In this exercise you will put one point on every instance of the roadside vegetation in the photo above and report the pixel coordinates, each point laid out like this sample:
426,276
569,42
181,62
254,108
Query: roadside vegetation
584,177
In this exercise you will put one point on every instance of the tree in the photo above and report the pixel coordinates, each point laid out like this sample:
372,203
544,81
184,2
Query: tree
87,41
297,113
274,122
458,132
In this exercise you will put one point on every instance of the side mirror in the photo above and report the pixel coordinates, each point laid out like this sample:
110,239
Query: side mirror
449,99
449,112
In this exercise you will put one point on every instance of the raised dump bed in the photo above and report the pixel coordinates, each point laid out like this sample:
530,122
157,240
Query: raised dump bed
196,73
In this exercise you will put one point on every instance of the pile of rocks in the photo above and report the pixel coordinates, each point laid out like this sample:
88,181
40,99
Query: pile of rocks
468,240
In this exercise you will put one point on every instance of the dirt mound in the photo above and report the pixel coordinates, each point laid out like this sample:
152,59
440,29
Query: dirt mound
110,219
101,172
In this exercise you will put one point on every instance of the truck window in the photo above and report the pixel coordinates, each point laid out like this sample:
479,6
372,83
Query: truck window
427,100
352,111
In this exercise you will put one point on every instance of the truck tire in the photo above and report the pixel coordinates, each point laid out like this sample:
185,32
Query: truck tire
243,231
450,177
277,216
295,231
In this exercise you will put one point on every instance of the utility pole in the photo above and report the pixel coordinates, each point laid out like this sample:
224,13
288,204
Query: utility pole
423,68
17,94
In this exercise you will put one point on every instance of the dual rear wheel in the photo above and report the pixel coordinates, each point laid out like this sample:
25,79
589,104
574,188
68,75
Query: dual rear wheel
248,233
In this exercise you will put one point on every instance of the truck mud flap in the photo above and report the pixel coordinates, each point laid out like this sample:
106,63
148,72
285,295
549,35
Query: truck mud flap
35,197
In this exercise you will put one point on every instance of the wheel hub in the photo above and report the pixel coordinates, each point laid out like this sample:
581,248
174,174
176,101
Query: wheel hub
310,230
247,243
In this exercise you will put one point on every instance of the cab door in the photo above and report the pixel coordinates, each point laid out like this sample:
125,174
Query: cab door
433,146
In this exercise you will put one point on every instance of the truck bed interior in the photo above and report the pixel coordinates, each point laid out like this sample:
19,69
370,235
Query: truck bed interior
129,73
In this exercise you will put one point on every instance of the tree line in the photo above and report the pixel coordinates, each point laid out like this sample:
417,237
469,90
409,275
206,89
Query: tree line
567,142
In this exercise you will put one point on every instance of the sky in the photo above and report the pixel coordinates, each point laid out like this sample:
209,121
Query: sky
—————
§ **Problem details**
In the lines from the one containing "instance of the sky" through the end of the entries, switch "sky" to "horizon" and write those lines out again with nothing else changed.

§ **In response**
In this exercise you will put one point on every instance of the horizon in the photo above and report the pixel coordinates, each point laid out like this sample:
209,121
Query: horizon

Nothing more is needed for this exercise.